Collected data entries
• • • •
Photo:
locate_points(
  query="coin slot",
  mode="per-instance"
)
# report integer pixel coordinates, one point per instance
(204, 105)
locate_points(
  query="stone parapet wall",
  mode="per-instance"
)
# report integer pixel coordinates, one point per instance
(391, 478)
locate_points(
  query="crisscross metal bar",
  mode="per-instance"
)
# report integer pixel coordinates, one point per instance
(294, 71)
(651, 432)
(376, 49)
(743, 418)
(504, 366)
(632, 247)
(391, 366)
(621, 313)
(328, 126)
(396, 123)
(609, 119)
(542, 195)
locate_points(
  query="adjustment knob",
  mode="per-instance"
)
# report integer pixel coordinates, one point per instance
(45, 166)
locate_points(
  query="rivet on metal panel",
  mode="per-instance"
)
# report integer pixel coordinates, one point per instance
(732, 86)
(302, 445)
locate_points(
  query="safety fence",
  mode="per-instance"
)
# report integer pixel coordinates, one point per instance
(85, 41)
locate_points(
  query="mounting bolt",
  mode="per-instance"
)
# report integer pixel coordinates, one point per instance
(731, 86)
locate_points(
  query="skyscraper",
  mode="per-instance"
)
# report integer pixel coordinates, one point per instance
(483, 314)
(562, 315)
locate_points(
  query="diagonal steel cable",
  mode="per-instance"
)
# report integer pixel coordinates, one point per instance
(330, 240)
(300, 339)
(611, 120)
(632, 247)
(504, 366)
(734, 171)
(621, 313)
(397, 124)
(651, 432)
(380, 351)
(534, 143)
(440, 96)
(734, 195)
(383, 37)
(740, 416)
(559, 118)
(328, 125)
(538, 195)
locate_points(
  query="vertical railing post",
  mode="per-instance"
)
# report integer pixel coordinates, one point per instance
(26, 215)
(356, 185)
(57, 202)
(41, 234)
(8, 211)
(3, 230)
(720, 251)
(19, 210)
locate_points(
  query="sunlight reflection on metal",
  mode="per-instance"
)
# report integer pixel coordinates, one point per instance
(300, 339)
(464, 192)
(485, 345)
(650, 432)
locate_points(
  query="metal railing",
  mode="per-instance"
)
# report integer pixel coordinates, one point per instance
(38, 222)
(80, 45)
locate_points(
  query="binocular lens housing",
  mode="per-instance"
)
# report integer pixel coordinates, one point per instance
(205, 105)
• • • •
--- Activity ---
Return all of the entries exactly as they were supplied.

--- Expected answer ---
Photo:
locate_points(
  query="coin slot",
  mode="per-instance"
)
# report integer pixel coordinates, one point per instance
(204, 105)
locate_points(
  query="stone parapet wall",
  mode="per-instance"
)
# report integer pixel coordinates, one point per instance
(391, 478)
locate_points(
  query="crisscross metal bar",
  mode="per-instance"
)
# report integer pixel coordinates, one point per instance
(294, 71)
(651, 432)
(376, 49)
(743, 418)
(504, 366)
(632, 247)
(391, 366)
(621, 313)
(328, 126)
(396, 123)
(609, 119)
(542, 195)
locate_points(
  query="adjustment knob",
  mode="per-instance"
)
# report integer pixel coordinates, one point per instance
(45, 166)
locate_points(
  query="rivet on metal panel",
  mode="per-instance"
)
# report integer pixel coordinates, one point per instance
(732, 86)
(302, 445)
locate_points(
  query="safety fence",
  mode="per-instance"
)
# report integer pixel coordinates, one point per instance
(85, 41)
locate_points(
  query="mounting bolt",
  mode="per-instance"
)
# report integer pixel coordinates, one point per instance
(731, 86)
locate_points(
  query="skyscraper",
  mode="per-instance"
)
# report integer pixel coordinates, one point per instance
(483, 314)
(562, 315)
locate_points(
  query="diagonal steel cable",
  mode="per-instance"
)
# report integer pixel coordinates, one point per instance
(330, 240)
(300, 339)
(611, 120)
(632, 247)
(504, 366)
(734, 171)
(621, 313)
(397, 124)
(651, 432)
(380, 351)
(534, 143)
(440, 96)
(734, 195)
(383, 37)
(740, 416)
(559, 118)
(328, 125)
(538, 195)
locate_points(
  query="vertical railing post",
  mode="per-instance"
)
# report integer pixel coordinates, one point per instance
(26, 215)
(356, 185)
(57, 202)
(41, 234)
(8, 211)
(3, 230)
(720, 251)
(19, 210)
locate_points(
  query="sunlight reflection on metal",
  mode="per-instance"
)
# report integer pixel coordinates, one point per instance
(300, 339)
(464, 192)
(485, 345)
(650, 432)
locate_points(
  query="metal railing",
  mode="per-instance"
)
# report integer pixel coordinates, one point per instance
(38, 222)
(80, 45)
locate_points(
  query="binocular lens housing",
  mode="per-instance"
)
# report integer pixel coordinates, one point per instance
(205, 105)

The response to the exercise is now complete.